**PROBLEM REQUIREMENTS**
Write out the material exactly, without any of its pictures.

(Named-object pointing records)
__________

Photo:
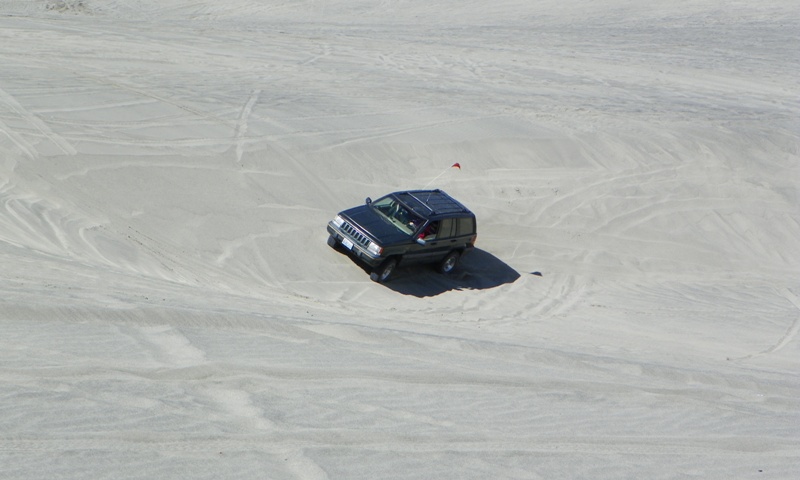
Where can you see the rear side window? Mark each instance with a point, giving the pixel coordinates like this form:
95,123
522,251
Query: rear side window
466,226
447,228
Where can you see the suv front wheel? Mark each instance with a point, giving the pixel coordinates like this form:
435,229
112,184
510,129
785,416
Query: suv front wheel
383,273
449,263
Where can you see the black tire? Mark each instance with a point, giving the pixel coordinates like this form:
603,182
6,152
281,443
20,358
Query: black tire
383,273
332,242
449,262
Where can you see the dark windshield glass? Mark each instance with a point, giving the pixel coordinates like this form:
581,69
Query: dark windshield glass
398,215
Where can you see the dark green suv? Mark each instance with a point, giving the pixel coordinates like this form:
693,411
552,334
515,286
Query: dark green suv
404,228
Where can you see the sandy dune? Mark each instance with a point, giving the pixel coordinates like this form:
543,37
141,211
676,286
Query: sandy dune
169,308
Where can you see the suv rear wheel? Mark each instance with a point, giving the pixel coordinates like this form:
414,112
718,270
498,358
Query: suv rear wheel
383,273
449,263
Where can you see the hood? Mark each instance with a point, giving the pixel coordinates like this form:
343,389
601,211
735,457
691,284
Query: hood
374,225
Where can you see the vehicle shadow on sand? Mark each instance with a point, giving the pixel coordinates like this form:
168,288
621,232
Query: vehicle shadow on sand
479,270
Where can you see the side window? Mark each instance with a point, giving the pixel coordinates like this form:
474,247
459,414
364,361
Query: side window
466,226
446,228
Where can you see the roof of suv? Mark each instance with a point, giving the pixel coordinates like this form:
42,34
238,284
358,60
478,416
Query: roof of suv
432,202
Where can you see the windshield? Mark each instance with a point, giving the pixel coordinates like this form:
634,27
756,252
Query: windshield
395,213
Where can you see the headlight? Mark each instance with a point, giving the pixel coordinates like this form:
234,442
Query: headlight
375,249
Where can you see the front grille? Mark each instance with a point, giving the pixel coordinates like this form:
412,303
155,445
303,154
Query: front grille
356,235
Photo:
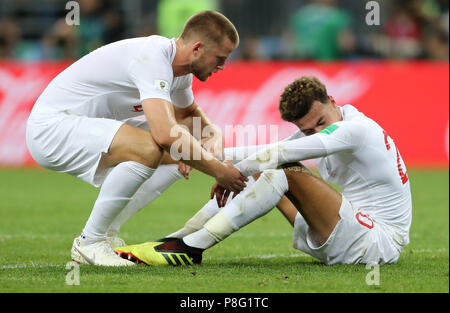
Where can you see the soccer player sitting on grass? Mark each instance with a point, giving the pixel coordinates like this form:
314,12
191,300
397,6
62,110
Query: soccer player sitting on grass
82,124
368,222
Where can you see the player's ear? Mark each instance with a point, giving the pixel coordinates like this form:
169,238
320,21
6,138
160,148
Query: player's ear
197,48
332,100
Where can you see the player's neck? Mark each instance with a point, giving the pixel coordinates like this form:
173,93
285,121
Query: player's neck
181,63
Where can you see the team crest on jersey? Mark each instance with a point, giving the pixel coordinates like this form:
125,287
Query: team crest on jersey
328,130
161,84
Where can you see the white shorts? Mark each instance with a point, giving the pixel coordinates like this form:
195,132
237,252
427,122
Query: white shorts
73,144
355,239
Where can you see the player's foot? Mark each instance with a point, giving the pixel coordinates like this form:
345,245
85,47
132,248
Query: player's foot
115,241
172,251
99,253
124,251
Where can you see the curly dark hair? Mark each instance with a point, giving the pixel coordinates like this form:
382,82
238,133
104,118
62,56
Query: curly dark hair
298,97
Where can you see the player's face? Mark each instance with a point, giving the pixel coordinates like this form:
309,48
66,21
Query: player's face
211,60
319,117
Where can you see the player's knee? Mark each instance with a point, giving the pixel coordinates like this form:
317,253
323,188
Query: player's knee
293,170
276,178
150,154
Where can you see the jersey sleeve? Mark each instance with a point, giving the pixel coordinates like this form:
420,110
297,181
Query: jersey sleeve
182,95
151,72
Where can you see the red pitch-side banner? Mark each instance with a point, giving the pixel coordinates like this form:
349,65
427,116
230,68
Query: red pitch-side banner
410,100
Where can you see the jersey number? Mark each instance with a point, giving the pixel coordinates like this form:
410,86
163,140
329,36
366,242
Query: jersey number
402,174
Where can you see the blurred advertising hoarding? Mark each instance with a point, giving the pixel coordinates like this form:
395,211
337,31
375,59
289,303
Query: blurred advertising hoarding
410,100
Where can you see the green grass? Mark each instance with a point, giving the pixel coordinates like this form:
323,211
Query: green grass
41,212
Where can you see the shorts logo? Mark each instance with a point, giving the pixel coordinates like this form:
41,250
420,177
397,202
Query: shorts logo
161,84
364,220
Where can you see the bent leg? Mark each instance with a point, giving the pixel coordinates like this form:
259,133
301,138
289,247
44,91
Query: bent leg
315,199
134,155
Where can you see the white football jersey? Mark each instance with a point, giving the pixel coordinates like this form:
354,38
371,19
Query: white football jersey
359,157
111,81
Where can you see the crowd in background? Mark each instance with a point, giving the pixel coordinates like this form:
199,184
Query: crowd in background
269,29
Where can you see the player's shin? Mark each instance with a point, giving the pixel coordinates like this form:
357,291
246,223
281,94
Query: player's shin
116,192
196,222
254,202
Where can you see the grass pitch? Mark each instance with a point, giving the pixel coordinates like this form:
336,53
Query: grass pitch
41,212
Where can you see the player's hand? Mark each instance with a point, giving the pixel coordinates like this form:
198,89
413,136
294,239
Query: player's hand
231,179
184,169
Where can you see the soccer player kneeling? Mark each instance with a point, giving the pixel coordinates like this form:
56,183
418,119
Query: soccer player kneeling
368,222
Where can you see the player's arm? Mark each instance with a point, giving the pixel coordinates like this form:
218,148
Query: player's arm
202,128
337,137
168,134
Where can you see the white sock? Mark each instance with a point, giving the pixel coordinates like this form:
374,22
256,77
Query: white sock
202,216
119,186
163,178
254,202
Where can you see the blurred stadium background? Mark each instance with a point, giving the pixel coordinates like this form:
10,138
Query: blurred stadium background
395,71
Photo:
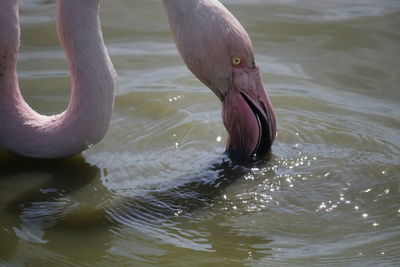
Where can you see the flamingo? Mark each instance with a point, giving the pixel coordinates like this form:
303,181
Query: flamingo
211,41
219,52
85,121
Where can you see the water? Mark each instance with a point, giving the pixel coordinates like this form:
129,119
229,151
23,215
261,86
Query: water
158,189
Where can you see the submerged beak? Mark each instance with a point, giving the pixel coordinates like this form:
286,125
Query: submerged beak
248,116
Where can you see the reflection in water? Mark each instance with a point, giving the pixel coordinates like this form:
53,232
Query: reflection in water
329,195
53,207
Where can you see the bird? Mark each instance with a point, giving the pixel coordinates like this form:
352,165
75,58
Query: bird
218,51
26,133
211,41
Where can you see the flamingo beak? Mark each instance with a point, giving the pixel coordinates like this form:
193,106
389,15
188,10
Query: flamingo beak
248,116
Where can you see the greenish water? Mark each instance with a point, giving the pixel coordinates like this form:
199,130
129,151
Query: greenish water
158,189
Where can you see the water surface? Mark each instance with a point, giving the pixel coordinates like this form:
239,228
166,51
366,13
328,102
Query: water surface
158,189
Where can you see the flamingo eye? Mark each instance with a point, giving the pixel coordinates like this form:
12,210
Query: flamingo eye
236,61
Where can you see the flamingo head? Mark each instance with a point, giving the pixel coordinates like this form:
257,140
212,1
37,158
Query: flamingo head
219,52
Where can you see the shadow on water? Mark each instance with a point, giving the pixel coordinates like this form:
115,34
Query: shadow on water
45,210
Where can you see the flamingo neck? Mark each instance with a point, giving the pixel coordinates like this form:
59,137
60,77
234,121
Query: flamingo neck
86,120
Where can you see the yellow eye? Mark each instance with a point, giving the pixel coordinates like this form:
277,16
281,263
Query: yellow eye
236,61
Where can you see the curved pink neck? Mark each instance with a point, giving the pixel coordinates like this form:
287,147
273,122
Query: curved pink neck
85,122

__________

**CORRECT OUTPUT**
Photo:
Where can you see the rear side window? Mark each instance with a point, giving the pixel coordinates like this form:
95,123
522,251
Query: rear side window
466,226
447,228
Where can you see the suv front wheel? Mark each instance with a point, giving the pixel coordinates like this form:
435,229
112,184
510,129
785,416
Query: suv front wheel
383,273
449,263
Where can you see the black tire? Mark each instance with a point, giving the pixel coordinates like this form:
603,182
6,152
281,443
20,358
Query: black tire
383,273
332,242
449,262
Where can you see the dark windshield glass? Mark each instance with a point, giving the pixel coordinates like this form:
581,69
Query: dark windshield glass
398,215
Where can you see the dark green suv? Mark each instance with a point, giving the pixel coordinates like this form:
693,411
552,334
515,286
Query: dark green suv
404,228
Where can you see the sandy dune? Mark each instance with a point, giving the pixel coordinates like this form:
543,37
141,211
676,286
Query: sandy dune
169,308
Where can you see the suv rear wheel? Mark each instance with a point, giving the pixel coordinates like this form:
414,112
718,270
498,358
Query: suv rear wheel
383,273
449,263
Where can you see the hood? Mark each instance with a point, giving the pixel coordinates like this form:
343,389
601,211
735,457
691,284
Query: hood
374,225
Where can you see the vehicle shadow on sand? Mark each instance with a point, giving the pixel coordinates like this form:
168,288
621,232
Query: vehicle shadow on sand
479,270
Where can you see the side window? Mark each instance with a point, giving the pixel coordinates like this form:
474,247
459,414
364,361
Query: side window
466,226
446,228
Where can you see the roof of suv? Mark each instance with a point, giving the pixel coordinates like this form:
42,34
238,284
358,60
478,416
Query: roof of suv
432,202
Where can you see the windshield? Mark each instance with a point, giving the pixel coordinates like this form:
634,27
756,252
Query: windshield
395,213
Where can you see the headlight? Mark each instance with a point, giving the pixel coordinates like this form:
234,442
Query: headlight
375,249
Where can you see the front grille? Mark each instance with a point, giving the pixel coordinates like this form:
412,303
155,445
303,154
Query: front grille
356,235
Photo:
Where can you see the soccer player sitting on grass? Mark each instance with a point, giving the pixel coordinates like this form:
314,12
191,300
397,6
62,110
Query: soccer player sitting on grass
82,124
368,222
Where can you see the player's ear? Mark each instance with a point, giving the pixel coordinates like this form:
169,238
320,21
6,138
160,148
Query: player's ear
197,48
332,100
Where can you see the player's neck? Mark each instance with a point, giving the pixel coordinates like this form:
173,93
285,121
Query: player's neck
181,63
Where can you see the team crest on jersey? Mark each instance with a point, giving the pixel coordinates like this form:
125,287
Query: team crest on jersey
328,130
161,84
Where can you see the white shorts? Mark each instance with a point, giving the pixel coordinates like this form:
195,132
237,252
427,122
Query: white shorts
73,144
355,239
Where can you see the player's foot? Mark each instance with a point, giving the pixel coordinates like this form:
345,245
85,47
132,248
Query: player's foot
115,241
172,251
99,253
124,251
Where can you see the curly dark hair? Mark each instance with a point, giving the pixel coordinates like this form:
382,82
238,133
104,118
62,56
Query: curly dark hair
298,97
Where can you see the player's face? Mark each instance with a point, giving the pixel coordinates like this form:
309,48
66,21
Query: player's face
211,60
319,117
Where can you see the player's knee? Mark each instance with a point, giving the pixel coordinates like this form:
317,253
323,188
Query: player's knee
293,170
276,178
150,154
Where can you see the jersey sleeve? Mark each instance with a point, giving the pixel coordinates like this form:
420,110
297,181
Query: jersey sleeve
182,95
151,72
Where can you see the red pitch-side banner? Mark each instance with a point, giving the pixel coordinates like this form:
349,65
427,116
230,68
Query: red pitch-side banner
410,100
Where can you see the jersey number? Mark each instance with a point, giving the pixel coordinates like this form:
410,86
163,140
329,36
366,242
Query: jersey number
402,174
Where can you see the blurred advertising hoarding? Mark each instance with a point, giving the pixel coordinates like this form:
395,211
337,31
375,59
289,303
Query: blurred advertising hoarding
410,100
Where can you see the green grass? Mark each instance with a point, giving the pixel coordinates like this form:
323,211
Query: green grass
41,212
Where can you see the shorts logo? Mark each instance with a point, giving the pixel coordinates like this form:
41,250
420,177
397,202
Query: shorts logo
161,84
364,220
Where can you see the bent leg? Mark each instance with a point, giving the pixel coordinates like this form:
259,133
301,138
289,247
44,91
Query: bent leg
315,199
134,155
Where can you see the white football jersey? Mark each instance with a point, giving the pixel coordinates like this form:
354,38
371,19
Query: white football jersey
359,157
111,81
Where can you see the crowd in background? Mark each instance with a point, giving the pixel coordinates like this form:
199,184
Query: crowd in background
269,29
Where can you see the player's shin? Mark each instance with a point, giving the pixel coordinates like this form:
357,291
246,223
281,94
Query: player's shin
116,192
196,222
254,202
Where can you see the grass pitch? Mark each instance with a point, giving the pixel coordinates like this form:
336,53
Query: grass pitch
41,212
Where can you see the player's hand? Mark each instance with a point, giving the pixel coordinates like this form:
198,89
413,136
294,239
Query: player's hand
231,179
184,169
Where can you see the soccer player kneeling? Mark each instance with a point, giving the pixel coordinates like this form:
56,183
418,119
Query: soccer player kneeling
368,222
Where can you see the player's arm? Mark each instance with a point, giving the pixel coordinates like this form:
218,148
Query: player's arm
202,128
337,137
168,134
Where can you see the white sock? Mark each instance with a point, giving the pixel coordinates like this form:
374,22
256,77
Query: white sock
202,216
119,186
163,178
254,202
Where can you see the blurred stadium background? Mark each instance with a point, giving the pixel coordinates like this form:
10,138
Query: blurred stadium background
395,71
Photo:
Where can you see the flamingo? Mark each instance with a point, giving the pixel coordinates like this form:
303,181
Query: flamingo
211,41
219,52
85,121
Where can you see the water? Mark each instance with a point, giving the pixel coordinates like this form:
129,119
229,151
23,215
261,86
Query: water
158,189
Where can you see the submerged beak? Mark each instance with a point, giving the pixel coordinates like this form:
286,125
Query: submerged beak
248,116
Where can you see the reflection in water? Mark each instance with a point, giving the pixel coordinates like this form:
53,232
Query: reflection in water
329,195
53,207
Where can you see the bird? Mark each instance with a point, giving the pixel coordinates like this form:
352,165
75,58
Query: bird
218,51
26,133
211,41
Where can you see the flamingo beak? Mark each instance with a point, giving the pixel coordinates like this form:
193,106
389,15
188,10
Query: flamingo beak
248,116
Where can you see the greenish water? Mark each instance with a point, giving the pixel coordinates like this form:
199,130
129,151
Query: greenish water
158,189
Where can you see the water surface? Mark each instance with a point, giving the pixel coordinates like this form:
239,228
166,51
366,13
328,102
Query: water surface
158,189
Where can you see the flamingo eye? Mark each instance with a point, giving the pixel coordinates like this form:
12,210
Query: flamingo eye
236,61
Where can you see the flamingo head? Mark each instance with a point, giving the pixel coordinates like this form:
257,140
212,1
37,158
Query: flamingo head
219,52
Where can you see the shadow on water? Mark each instance with a point, giving the pixel coordinates like this form:
115,34
Query: shadow on water
45,210
Where can you see the flamingo neck? Mark each instance with a point, giving the pixel coordinates like this form:
59,137
60,77
234,121
Query: flamingo neck
86,120
Where can you see the yellow eye? Mark each instance with a point, giving the pixel coordinates like this form:
277,16
281,263
Query: yellow eye
236,61
Where can you see the curved pink neck? Mark each instance with a point, giving the pixel coordinates like this form:
287,147
273,122
Query: curved pink neck
85,122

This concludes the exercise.